Text excerpt:
☆ ☆ ☆
To be admired or mad? :haha: I certainly feel mad sometimes, but I've always wanted to be a mum, and I cannot wait for it to be my turn one day!! :flower:


----------



## Jade--x

I'm 21 OH is 23 and we're WWT#3 in 5 years x


----------



## younglove

DH and I are both 24. We've been together over 7 years and married for 1 year. We'll probably start TTC in a year or so.


----------



## Viridian Soul

I'm 31 and he is 32. We're WTTC my second and his first. I hope we get there soon!


----------



## JenJen80

I'm 31 and my OH is 32.


----------



## BabyBean14

wellsk said:


> Kismet said:
> 
> 
> Yes, I agree! I love meeting people of different ages, backgrounds and countries. This is such a fantastic board. :D
> 
> I was not even close to being ready for motherhood when I was in my early 20s so I really admire all the ladies here who are! Good on ya!
> 
> To be admired or mad? :haha: I certainly feel mad sometimes, but I've always wanted to be a mum, and I cannot wait for it to be my turn one day!! :flower:Click to expand...
☆ ☆ ☆
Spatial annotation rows
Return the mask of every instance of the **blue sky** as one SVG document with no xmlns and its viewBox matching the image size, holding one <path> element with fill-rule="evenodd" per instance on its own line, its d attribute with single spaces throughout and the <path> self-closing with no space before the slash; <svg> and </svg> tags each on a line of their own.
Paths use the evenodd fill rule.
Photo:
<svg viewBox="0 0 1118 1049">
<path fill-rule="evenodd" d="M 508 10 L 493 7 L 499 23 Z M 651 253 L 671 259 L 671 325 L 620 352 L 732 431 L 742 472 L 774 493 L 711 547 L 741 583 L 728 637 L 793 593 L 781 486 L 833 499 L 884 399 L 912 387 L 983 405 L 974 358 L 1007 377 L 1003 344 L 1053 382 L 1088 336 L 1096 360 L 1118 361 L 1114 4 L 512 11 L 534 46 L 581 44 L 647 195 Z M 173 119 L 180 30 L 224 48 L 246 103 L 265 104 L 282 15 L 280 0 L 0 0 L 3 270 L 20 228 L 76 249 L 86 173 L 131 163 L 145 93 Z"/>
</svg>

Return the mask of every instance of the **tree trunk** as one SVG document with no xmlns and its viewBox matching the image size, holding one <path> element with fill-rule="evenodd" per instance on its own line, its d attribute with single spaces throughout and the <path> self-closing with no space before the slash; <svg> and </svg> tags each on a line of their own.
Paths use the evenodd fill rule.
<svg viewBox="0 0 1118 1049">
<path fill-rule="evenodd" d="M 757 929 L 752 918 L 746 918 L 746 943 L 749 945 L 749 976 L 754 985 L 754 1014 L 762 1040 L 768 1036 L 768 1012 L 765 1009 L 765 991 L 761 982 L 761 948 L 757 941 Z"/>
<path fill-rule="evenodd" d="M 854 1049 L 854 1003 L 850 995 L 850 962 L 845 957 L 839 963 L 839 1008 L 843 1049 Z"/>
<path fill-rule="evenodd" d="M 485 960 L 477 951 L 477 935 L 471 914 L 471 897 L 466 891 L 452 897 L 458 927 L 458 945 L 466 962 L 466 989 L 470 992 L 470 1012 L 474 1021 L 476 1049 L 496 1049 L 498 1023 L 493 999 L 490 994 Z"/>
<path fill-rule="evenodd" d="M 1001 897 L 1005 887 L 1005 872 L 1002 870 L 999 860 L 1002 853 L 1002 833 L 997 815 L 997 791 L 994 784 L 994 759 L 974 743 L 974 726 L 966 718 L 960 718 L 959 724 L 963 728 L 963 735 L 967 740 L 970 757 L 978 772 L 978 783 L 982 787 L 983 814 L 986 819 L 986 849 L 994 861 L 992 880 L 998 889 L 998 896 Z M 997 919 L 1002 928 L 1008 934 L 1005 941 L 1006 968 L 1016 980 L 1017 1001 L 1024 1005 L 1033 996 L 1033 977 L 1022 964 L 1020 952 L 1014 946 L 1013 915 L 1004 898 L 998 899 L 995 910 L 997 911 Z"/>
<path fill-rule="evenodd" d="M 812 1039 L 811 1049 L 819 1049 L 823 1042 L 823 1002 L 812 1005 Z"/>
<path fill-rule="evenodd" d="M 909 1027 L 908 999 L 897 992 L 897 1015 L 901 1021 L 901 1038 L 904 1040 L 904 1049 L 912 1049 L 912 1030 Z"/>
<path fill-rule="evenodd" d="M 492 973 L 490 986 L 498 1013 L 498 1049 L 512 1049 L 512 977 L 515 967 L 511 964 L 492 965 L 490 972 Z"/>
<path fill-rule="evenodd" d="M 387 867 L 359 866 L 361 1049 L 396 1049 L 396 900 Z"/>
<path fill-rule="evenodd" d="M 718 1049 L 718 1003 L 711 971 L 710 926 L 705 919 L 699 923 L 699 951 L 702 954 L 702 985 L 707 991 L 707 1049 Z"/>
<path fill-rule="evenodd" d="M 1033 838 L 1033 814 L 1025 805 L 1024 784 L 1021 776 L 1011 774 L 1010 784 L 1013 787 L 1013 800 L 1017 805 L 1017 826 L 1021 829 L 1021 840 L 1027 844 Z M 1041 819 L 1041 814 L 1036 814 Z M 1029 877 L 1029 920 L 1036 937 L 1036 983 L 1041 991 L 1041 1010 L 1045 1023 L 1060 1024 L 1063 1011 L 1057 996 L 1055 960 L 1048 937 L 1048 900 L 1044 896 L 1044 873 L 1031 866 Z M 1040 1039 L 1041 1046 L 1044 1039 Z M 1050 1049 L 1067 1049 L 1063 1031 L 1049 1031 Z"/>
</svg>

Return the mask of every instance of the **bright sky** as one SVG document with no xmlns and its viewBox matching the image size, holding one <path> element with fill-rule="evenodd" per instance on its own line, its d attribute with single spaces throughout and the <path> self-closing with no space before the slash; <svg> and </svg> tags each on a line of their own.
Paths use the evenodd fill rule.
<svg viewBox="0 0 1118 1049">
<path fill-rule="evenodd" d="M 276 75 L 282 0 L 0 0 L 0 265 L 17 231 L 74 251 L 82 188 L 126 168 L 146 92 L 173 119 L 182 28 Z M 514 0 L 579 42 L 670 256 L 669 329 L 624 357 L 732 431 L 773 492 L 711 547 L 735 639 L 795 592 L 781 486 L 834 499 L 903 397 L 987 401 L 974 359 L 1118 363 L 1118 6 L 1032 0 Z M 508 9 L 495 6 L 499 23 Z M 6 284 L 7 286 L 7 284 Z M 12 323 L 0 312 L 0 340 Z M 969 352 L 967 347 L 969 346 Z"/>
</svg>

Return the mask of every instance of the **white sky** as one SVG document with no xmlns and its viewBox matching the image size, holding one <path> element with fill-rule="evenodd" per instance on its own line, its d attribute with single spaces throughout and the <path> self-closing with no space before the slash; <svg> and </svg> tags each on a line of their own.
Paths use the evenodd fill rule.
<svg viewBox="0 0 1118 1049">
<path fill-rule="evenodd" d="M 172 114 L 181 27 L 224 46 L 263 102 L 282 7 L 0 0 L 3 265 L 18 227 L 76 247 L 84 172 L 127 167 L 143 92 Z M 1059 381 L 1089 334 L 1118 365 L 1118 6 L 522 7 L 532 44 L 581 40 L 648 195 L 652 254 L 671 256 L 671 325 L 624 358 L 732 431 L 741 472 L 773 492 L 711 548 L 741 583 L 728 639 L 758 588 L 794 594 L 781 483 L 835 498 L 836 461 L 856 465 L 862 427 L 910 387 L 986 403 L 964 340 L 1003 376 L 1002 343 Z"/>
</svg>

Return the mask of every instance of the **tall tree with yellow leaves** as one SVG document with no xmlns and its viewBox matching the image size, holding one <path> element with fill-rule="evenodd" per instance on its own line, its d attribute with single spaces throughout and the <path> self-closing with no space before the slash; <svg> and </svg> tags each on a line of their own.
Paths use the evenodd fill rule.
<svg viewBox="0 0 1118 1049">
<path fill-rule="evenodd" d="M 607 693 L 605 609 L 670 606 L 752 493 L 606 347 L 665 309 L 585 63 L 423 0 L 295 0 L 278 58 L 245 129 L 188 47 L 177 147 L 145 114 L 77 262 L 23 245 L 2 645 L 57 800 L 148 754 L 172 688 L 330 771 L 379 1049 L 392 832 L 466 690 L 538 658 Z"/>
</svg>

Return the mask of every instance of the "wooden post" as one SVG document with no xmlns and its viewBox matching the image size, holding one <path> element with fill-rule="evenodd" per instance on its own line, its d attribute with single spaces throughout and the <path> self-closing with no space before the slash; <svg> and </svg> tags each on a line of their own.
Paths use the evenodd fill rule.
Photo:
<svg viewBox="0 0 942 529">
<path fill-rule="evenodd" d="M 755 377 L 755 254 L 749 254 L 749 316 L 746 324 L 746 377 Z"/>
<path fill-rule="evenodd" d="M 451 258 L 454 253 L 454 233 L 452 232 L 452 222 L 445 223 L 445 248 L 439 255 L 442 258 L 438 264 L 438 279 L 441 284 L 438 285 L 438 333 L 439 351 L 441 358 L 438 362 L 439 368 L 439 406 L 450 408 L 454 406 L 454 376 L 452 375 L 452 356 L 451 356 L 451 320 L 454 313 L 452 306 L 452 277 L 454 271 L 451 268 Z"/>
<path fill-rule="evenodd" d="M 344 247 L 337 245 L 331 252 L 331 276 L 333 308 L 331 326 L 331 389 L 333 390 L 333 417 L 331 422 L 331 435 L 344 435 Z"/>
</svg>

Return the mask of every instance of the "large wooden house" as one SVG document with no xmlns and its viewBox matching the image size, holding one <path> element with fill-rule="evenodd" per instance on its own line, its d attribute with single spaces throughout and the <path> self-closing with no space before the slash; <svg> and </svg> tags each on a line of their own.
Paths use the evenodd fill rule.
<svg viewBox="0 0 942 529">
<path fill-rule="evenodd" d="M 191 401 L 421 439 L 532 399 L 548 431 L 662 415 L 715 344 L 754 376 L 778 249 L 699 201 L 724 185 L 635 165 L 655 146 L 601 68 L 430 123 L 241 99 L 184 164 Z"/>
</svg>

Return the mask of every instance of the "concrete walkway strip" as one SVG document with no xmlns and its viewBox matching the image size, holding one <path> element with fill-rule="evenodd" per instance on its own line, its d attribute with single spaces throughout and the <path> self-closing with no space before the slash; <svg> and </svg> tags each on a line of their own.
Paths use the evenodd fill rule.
☆ ☆ ☆
Reproduce word for word the part of the forum thread that opens with the words containing "DH and I are" and closes with "get there soon!". These rows come from a separate source unrelated to the forum thread.

Problem solution:
DH and I are both 24. We've been together over 7 years and married for 1 year. We'll probably start TTC in a year or so.


----------



## Viridian Soul

I'm 31 and he is 32. We're WTTC my second and his first. I hope we get there soon!